= EXERCISE AIM =
Transcribe all of the records precisely as they are presented.
··········
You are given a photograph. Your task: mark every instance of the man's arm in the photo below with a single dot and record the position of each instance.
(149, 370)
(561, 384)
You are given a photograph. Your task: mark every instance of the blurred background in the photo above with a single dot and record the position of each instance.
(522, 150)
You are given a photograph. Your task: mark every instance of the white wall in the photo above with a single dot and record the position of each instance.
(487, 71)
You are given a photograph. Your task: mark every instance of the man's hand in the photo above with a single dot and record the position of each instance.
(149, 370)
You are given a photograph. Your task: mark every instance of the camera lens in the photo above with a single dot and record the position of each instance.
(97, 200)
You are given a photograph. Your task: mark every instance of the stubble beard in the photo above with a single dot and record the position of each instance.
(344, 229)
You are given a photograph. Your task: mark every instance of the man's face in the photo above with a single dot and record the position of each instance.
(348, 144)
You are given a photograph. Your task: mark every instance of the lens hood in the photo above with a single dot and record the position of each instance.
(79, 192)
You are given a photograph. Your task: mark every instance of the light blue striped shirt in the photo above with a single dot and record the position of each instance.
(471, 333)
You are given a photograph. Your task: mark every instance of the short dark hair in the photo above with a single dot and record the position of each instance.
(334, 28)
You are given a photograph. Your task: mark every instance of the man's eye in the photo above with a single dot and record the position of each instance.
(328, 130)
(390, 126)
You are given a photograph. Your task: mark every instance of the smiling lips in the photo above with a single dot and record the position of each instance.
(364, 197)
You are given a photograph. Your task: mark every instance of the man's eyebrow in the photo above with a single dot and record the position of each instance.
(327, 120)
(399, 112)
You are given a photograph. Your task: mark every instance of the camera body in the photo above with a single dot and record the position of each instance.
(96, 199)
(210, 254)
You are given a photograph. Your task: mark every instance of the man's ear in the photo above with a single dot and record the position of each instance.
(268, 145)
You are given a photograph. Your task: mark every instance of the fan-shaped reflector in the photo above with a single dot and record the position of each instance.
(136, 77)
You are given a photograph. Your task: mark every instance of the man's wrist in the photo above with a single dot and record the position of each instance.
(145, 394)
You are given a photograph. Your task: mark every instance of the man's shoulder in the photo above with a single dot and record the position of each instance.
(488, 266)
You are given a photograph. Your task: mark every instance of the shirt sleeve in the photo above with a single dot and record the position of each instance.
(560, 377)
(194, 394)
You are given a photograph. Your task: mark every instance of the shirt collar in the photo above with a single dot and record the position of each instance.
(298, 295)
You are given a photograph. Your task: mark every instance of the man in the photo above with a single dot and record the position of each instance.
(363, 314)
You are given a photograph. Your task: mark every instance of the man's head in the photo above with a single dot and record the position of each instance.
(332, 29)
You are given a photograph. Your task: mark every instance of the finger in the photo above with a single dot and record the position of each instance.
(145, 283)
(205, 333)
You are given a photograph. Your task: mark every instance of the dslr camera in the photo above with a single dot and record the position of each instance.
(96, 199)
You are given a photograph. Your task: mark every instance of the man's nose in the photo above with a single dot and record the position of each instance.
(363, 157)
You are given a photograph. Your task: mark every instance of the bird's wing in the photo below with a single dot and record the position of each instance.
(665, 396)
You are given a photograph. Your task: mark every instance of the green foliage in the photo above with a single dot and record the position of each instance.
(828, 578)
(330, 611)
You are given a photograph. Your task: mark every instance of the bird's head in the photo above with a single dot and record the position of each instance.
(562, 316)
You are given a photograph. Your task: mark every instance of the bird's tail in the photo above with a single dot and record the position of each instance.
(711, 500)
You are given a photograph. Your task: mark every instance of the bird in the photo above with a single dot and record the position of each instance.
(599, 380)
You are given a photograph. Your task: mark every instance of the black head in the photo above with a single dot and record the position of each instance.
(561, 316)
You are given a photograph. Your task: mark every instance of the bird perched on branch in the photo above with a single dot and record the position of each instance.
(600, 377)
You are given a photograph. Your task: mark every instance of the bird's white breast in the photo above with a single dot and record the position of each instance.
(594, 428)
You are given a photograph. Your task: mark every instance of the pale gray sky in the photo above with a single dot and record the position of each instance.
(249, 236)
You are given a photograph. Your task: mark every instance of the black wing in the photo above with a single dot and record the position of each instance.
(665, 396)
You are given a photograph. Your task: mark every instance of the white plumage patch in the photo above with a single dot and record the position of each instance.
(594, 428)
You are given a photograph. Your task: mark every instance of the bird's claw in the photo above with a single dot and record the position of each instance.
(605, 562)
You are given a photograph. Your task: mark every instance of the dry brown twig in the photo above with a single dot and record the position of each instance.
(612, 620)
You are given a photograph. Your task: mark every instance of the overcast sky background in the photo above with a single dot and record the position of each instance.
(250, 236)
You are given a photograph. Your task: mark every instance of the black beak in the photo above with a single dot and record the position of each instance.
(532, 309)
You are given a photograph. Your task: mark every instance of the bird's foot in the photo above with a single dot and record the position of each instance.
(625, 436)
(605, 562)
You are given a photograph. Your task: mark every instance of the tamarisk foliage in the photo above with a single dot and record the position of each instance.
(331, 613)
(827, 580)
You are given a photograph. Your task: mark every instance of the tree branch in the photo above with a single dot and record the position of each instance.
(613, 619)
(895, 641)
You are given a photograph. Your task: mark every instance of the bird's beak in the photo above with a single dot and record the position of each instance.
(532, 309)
··········
= WRITTEN RESPONSE =
You are given a photograph. Your task: mark every instance of the man's arm in the photo below with a single dot and record the position of each instance.
(149, 370)
(561, 384)
You are given a photograph. Your task: mark every instance of the blurred background in the photo above with a single dot and record the position of each instance.
(522, 150)
You are given a photograph. Your task: mark every instance of the white wall in the photo above with a single dot and record the position of each instance.
(487, 71)
You are given a photograph. Your task: mark every instance of the man's hand in the photo above with a single dot and record the position of each instance.
(149, 370)
You are given a photograph. Your task: mark every instance of the camera lens in the photo above with a single dot and record the position of each instance.
(97, 200)
You are given a photograph. Your task: mark every instance of the stubble beard in the photo above with a single dot and record the position of each instance.
(344, 229)
You are given a photograph. Your task: mark every instance of the man's face in the photo above with a single dot and record the position of each instance.
(348, 144)
You are given a photograph. Your task: mark every instance of the lens hood in the photo above with a single dot and record the position of each instance.
(79, 192)
You are given a photograph. Your task: mark every instance of the light blue striped shirt in the photo above with a single dot and record the position of each instance.
(471, 333)
You are given a photograph. Your task: mark every instance of the short dark hair in the photo above with a single dot and record the position of each instance.
(334, 28)
You are given a photograph. Your task: mark every instance of the man's eye in the photo above with a single dot and record the position of each instance.
(328, 130)
(390, 126)
You are given a photograph. Your task: mark every instance of the smiling lips in the photo above with a single dot and record the position of each instance.
(364, 197)
You are given a photograph. Your task: mark every instance of the man's eyebrow in the photo above with a single dot and record the position of each instance.
(327, 120)
(399, 112)
You are given a photograph. Your task: mark every instance of the camera body in the photo above with a single dot and record the position of each instance.
(96, 199)
(210, 254)
You are given a photograph. Your task: mark every instance of the man's ear in the photo above with a single dot and record the position of each instance.
(268, 145)
You are given a photograph. Your task: mark every instance of the fan-shaped reflector in the photo above with a single dot and record the position of each instance.
(136, 77)
You are given a photograph. Your task: mark every instance of the man's wrist in the photo above with a single dot and record the position of each instance.
(145, 394)
You are given a photograph. Your task: mark every instance of the man's shoulder in the photo above with a single dot and record the position of each instance.
(488, 266)
You are given a photograph. Your task: mark every instance of the shirt sleeve in the photo above with a single dot and record the position of each instance.
(560, 377)
(194, 394)
You are given a photograph. Your task: mark every instance of the shirt collar in the photo above with a single dot and record the position of each instance.
(298, 295)
You are given a photograph. Your task: mark every instance of the man in the photo above with a single dot and record the position of each instance.
(363, 314)
You are given a photograph. Your task: mark every instance of the man's head in the photo above with a single dot and record the position of each instance.
(332, 29)
You are given a photograph. Your task: mark every instance of the finger in the photo above with a single dot and record the position of each instance.
(145, 283)
(205, 333)
You are given a photograph. Your task: mark every instance of the dslr camera in the photo above with a single dot and record the position of each instance.
(96, 199)
You are given a photograph. Your task: mark every instance of the man's nose in the photo above with a single dot and record the position of each instance.
(363, 157)
You are given a photograph. Your task: mark every instance of the bird's wing in the photo below with a single dot and record the position of each instance.
(665, 396)
You are given a photograph. Your task: mark every instance of the green foliage in the photo above with a single dot and record the position of each instance.
(828, 578)
(330, 611)
You are given a photograph. Your task: mark every instance of the bird's head in the photo above with a single dot and record the position of each instance.
(562, 316)
You are given a photograph. Your task: mark every instance of the bird's tail in the photo above with a single dot and record the position of each instance.
(711, 500)
You are given a photograph. Your task: mark every instance of the bird in the photo above with a single dot and record the position of each instance.
(599, 380)
You are given a photograph. Your task: mark every instance of the black head in the photo above with a single dot and record the position of each instance.
(561, 316)
You are given a photograph. Your task: mark every instance of the bird perched on branch in the photo above with a single dot and record the position of each instance.
(600, 377)
You are given a photograph. Your task: mark every instance of the bird's white breast in the photo above with a single dot and record the position of each instance.
(594, 428)
You are given a photograph. Your task: mark every instance of the pale gray sky in the photo above with a single dot and record the position of each instance.
(249, 236)
You are given a photograph. Your task: mark every instance of the black wing in the photo above with a single dot and record the position of each instance.
(665, 396)
You are given a photograph. Your task: mark every instance of the white plumage patch in the photo above with a single dot and record the position of each instance.
(594, 428)
You are given a photograph. Your task: mark every instance of the bird's claw in the photo above with a single dot and record the position of each instance.
(605, 562)
You are given a photograph. Your task: mark every instance of the dry brown twig in the photo above with a single dot and record the position of each instance.
(612, 620)
You are given a photograph. Your task: mark every instance of the overcast sky background in the photo above with a single dot and record the position of each instance.
(250, 236)
You are given a photograph. Your task: mark every instance of the black beak in the photo above with a single dot and record the position of each instance.
(532, 309)
You are given a photograph. Your task: mark every instance of the bird's foot in the photo above with a single dot and record the position of each instance.
(625, 436)
(605, 562)
You are given a photograph. Your task: mark every instance of the tamarisk foliage in the photo above with a single dot and record the position of each instance.
(331, 613)
(827, 580)
You are given a photograph. Your task: mark every instance of the tree branch in the photo above with a single dot and record the position of each instance.
(613, 619)
(895, 641)
You are given a photograph. Your task: mark every instance of the bird's beak in the photo above with a single dot and record the position of each instance.
(532, 309)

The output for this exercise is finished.